▸ **Brief**
Produce a word-for-word copy of the listing below without its pictures.

▸ **Source records**
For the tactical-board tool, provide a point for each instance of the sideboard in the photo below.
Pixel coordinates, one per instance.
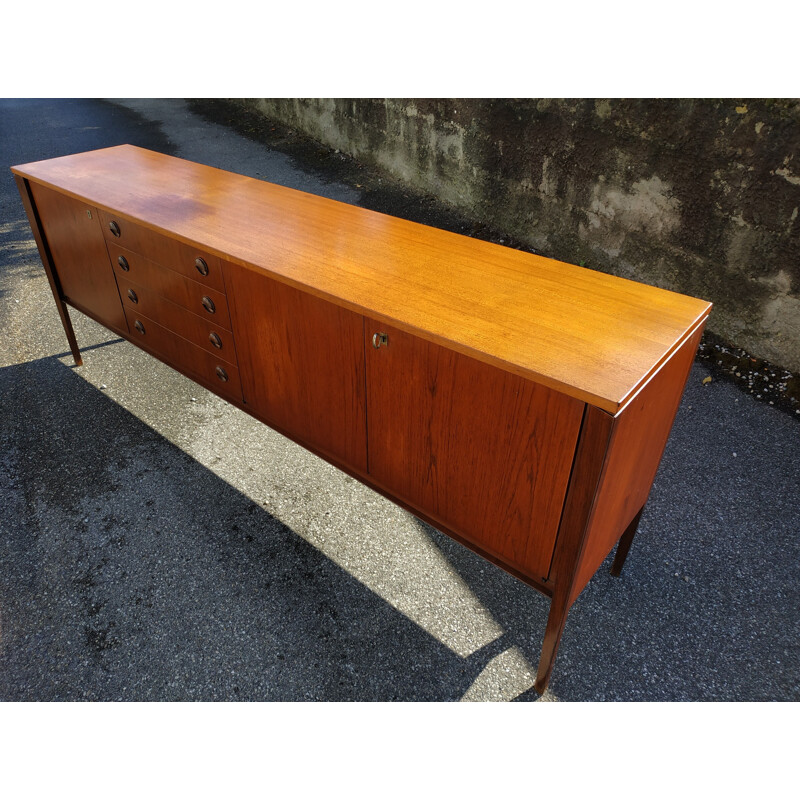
(518, 404)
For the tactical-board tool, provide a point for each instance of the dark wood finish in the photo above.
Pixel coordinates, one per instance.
(193, 327)
(183, 356)
(302, 363)
(166, 251)
(625, 545)
(592, 336)
(170, 285)
(596, 431)
(518, 404)
(640, 436)
(423, 430)
(78, 251)
(52, 276)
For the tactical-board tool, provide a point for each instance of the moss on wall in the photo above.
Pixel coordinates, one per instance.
(699, 196)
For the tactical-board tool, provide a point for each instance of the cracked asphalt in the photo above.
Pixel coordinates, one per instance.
(159, 544)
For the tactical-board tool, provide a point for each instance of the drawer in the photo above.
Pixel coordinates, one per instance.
(201, 300)
(198, 330)
(190, 261)
(219, 376)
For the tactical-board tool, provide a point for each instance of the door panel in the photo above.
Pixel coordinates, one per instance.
(485, 452)
(75, 239)
(301, 361)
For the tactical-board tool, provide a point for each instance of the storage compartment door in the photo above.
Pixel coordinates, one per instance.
(76, 243)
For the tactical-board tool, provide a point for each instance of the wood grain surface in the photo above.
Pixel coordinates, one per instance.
(170, 285)
(595, 337)
(302, 364)
(637, 444)
(192, 327)
(184, 356)
(75, 241)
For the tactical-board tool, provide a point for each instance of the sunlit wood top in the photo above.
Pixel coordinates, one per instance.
(590, 335)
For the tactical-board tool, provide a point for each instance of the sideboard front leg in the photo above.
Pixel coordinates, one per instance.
(552, 637)
(625, 544)
(41, 243)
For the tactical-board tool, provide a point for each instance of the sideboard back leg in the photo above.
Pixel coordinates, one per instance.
(44, 253)
(552, 637)
(625, 544)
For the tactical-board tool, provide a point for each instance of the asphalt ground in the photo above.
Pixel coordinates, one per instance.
(159, 544)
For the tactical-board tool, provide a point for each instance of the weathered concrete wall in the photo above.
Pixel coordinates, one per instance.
(699, 196)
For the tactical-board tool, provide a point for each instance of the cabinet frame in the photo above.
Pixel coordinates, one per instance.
(620, 439)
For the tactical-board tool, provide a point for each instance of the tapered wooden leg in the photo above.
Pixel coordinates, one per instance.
(33, 218)
(625, 544)
(67, 323)
(552, 637)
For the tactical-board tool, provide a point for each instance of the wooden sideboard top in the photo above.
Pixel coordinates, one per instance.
(593, 336)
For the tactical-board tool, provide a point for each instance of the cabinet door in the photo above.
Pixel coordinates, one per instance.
(75, 239)
(486, 453)
(301, 362)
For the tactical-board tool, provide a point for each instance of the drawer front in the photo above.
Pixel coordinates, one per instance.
(189, 261)
(201, 300)
(192, 327)
(218, 375)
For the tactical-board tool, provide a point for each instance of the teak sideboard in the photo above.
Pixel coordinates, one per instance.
(518, 404)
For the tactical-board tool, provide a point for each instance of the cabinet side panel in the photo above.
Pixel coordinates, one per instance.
(640, 435)
(78, 249)
(485, 452)
(301, 361)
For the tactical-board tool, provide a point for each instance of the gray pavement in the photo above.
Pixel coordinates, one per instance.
(159, 544)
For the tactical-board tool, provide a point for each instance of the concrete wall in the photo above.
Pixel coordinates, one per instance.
(699, 196)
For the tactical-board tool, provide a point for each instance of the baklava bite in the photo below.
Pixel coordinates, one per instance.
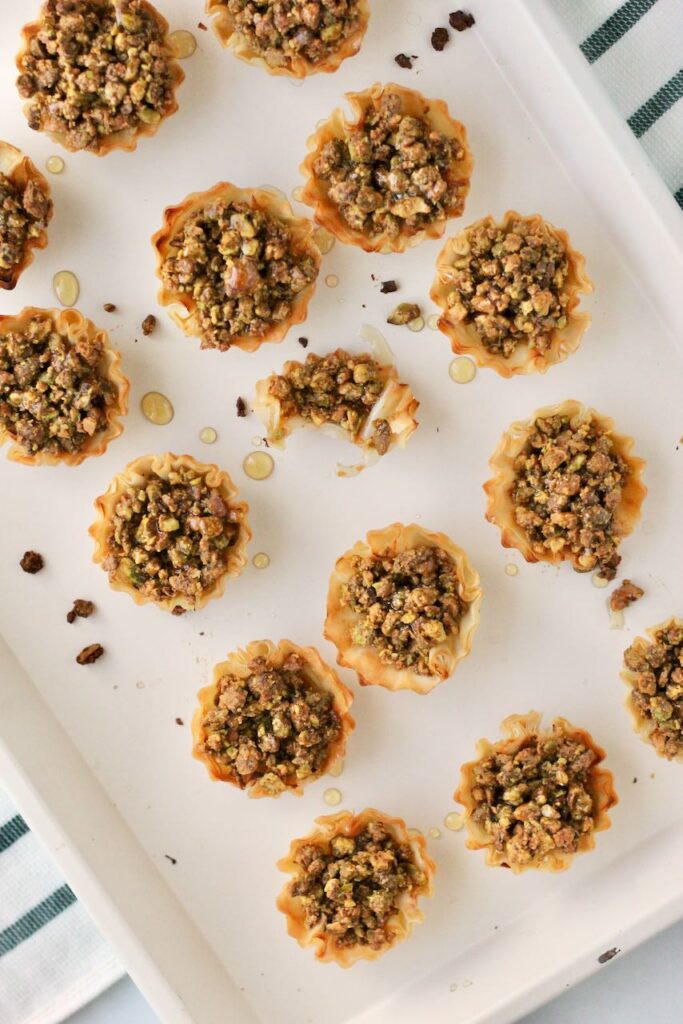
(536, 798)
(653, 671)
(273, 719)
(393, 175)
(402, 608)
(354, 887)
(97, 74)
(170, 530)
(291, 37)
(566, 487)
(61, 390)
(237, 267)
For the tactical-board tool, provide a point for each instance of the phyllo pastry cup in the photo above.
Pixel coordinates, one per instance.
(509, 305)
(32, 194)
(116, 87)
(273, 719)
(170, 530)
(411, 208)
(535, 799)
(416, 640)
(259, 273)
(305, 48)
(61, 390)
(317, 911)
(590, 538)
(653, 672)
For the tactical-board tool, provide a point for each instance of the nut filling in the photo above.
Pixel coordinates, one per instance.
(241, 267)
(351, 886)
(408, 604)
(171, 537)
(657, 690)
(509, 284)
(24, 215)
(52, 396)
(273, 726)
(390, 173)
(96, 68)
(568, 484)
(537, 800)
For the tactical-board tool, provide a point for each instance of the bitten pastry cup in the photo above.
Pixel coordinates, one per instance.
(314, 671)
(76, 327)
(345, 823)
(516, 730)
(127, 139)
(465, 338)
(182, 308)
(643, 726)
(366, 662)
(137, 473)
(500, 508)
(20, 171)
(297, 67)
(415, 104)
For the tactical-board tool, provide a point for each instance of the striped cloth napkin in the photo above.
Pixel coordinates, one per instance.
(52, 960)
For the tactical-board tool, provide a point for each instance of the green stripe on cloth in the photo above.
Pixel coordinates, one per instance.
(11, 830)
(34, 920)
(615, 27)
(657, 104)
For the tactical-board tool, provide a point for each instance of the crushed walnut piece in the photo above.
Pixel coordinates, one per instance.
(537, 800)
(510, 285)
(351, 886)
(273, 726)
(390, 173)
(53, 396)
(407, 604)
(25, 212)
(242, 268)
(568, 483)
(657, 690)
(94, 69)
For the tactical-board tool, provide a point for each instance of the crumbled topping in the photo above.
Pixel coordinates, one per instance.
(240, 266)
(407, 604)
(391, 173)
(273, 726)
(537, 800)
(351, 886)
(510, 286)
(95, 69)
(53, 396)
(568, 484)
(657, 691)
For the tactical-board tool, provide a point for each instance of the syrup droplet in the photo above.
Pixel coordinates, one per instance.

▸ **Solution for this problem**
For the tactical-board tool, provide a point for each instance of the sideboard in the photo below.
Pixel coordinates, one per instance.
(518, 404)
For the tactical-board tool, provide a point for each instance of the dark wood finish in the photo above.
Pixel coordinates, one per instance.
(193, 327)
(183, 356)
(302, 363)
(166, 251)
(625, 545)
(592, 336)
(170, 285)
(596, 431)
(518, 404)
(640, 436)
(423, 430)
(78, 251)
(52, 276)
For the tactical-board tool, provide a point for each instance of the moss on wall in the photo above.
Pixel coordinates, one per instance.
(699, 196)
For the tactical-board tool, provide a point for each instance of the cracked asphalt in the photo above.
Pixel coordinates, one per instance.
(159, 544)
For the tactical-board tool, provide a point for each instance of the drawer in the photo above.
Pixel coordinates, one per instance.
(201, 300)
(198, 330)
(190, 261)
(219, 376)
For the tactical-board tool, provide a point for each instance of the door panel in the photo above.
Pixel coordinates, one per instance.
(485, 452)
(75, 239)
(301, 361)
For the tactical-board tool, provide a point for each instance of the storage compartment door in the photo above.
Pixel coordinates, one per instance.
(76, 243)
For the tactical-board tool, provide a point for each instance of the wood grain surface in the photo above.
Pixel coordinates, one per instance.
(170, 285)
(595, 337)
(302, 364)
(637, 444)
(192, 327)
(184, 356)
(75, 241)
For the tactical-board tool, provide a point for each instance of the sunlit wood top in the photo above.
Pixel coordinates, one per instance.
(590, 335)
For the tactical-board tool, provide a point for each instance of the sideboard front leg in the photo above.
Pixel coordinates, one per instance.
(552, 637)
(625, 544)
(41, 243)
For the tactical-board tool, provide a point for each instance of the sideboard back leg in the photo above.
Pixel coordinates, one per instance.
(44, 253)
(552, 637)
(625, 544)
For the tactical-board tool, provide a point for each instance of the asphalt ground in the photo above.
Pixel coordinates, one per instance.
(159, 544)
For the tactical-board tool, provide a point for each instance of the weathered concrete wall in the photo above.
Pixel coordinates, one per instance.
(699, 196)
For the tactical-board tool, provide a point for each instance of the cabinet frame in the photo above.
Pixel coordinates, one per instance.
(620, 439)
For the tactical-board tool, provide a point for each instance of the tapered wooden leg in the photo above.
Pixel coordinates, one per instance.
(33, 218)
(625, 544)
(67, 323)
(552, 637)
For the tactical-board tool, provide a point for each instance of the wooden sideboard top in the photo above.
Pixel coordinates, one per instance.
(593, 336)
For the tactical-board tool, provide a point for each instance of the cabinet door in the photo above.
Pixel coordinates, one per instance.
(75, 239)
(486, 453)
(301, 362)
For the tactical-board tool, provide a point for each instance of the drawer front in the photo above.
Pixel coordinates, one per instance.
(189, 261)
(201, 300)
(192, 327)
(218, 375)
For the tactical-board tool, provide a point for each instance of the teak sideboard in the photo above.
Pixel coordinates, one per instance.
(518, 404)
For the tactical-board tool, provide a point for each instance of the cabinet side panel in the photo above.
Pixel coordinates, one per instance.
(640, 435)
(78, 249)
(485, 452)
(301, 361)
For the tactical-board tool, provide a point for each instance of the gray pavement in the photo above.
Pixel coordinates, one per instance.
(159, 544)
For the tactical-board tool, provide a point for each instance of the concrete wall in the photo above.
Pixel coordinates, one per instance.
(699, 196)
For the tactical-board tool, provide a point for each instance of the baklava bite in the photo below.
Pixel coordinates, one per instance.
(536, 798)
(653, 671)
(273, 719)
(393, 175)
(402, 608)
(354, 887)
(97, 74)
(170, 530)
(291, 37)
(566, 487)
(61, 390)
(237, 267)
For the tactical-board tool, provide a point for each instance of the phyllo pastry cup in the photo above.
Pixel coordinates, one per instance.
(509, 305)
(32, 194)
(116, 87)
(273, 719)
(170, 530)
(411, 208)
(535, 799)
(416, 640)
(259, 273)
(305, 48)
(61, 390)
(317, 911)
(590, 538)
(653, 672)
For the tactical-board tool, provide a point for each instance of the nut filling in the photo above.
Pixel coordinates, one per instance.
(241, 267)
(351, 886)
(408, 604)
(171, 537)
(657, 690)
(509, 284)
(24, 215)
(52, 396)
(273, 726)
(390, 173)
(96, 68)
(568, 484)
(537, 800)
For the tactical-board tool, provide a point for each instance of the bitten pastry cup in the photo above.
Pixel coordinates, one per instance.
(314, 671)
(76, 327)
(345, 823)
(516, 730)
(127, 139)
(465, 338)
(182, 308)
(643, 726)
(366, 662)
(137, 473)
(500, 508)
(20, 171)
(297, 67)
(415, 104)
For the tactical-board tool, provide a point for each instance of the striped cloth napkin in the photo above.
Pixel coordinates, one per instance.
(52, 960)
For the tactical-board tool, provide a point for each instance of the green stripe on cloth in the photo above.
Pixel coordinates, one per instance.
(11, 830)
(34, 920)
(615, 27)
(657, 104)
For the tactical-board tool, provide a point for each instance of the crushed walnut piece in the photo above.
Pixel coordinates, one per instance.
(537, 800)
(510, 285)
(351, 886)
(273, 726)
(390, 173)
(53, 396)
(407, 604)
(25, 212)
(242, 268)
(568, 483)
(657, 690)
(94, 69)
For the tactical-board tool, provide a point for each instance of the crumbled topping in the photo above.
Pixel coordinates, one per instance.
(240, 266)
(407, 604)
(391, 173)
(273, 726)
(537, 800)
(351, 886)
(510, 286)
(95, 69)
(53, 396)
(568, 484)
(657, 691)
For the tactical-board tool, provide a point for each instance of the syrup droplet in the photo above.
Pixel coordinates, one per instance.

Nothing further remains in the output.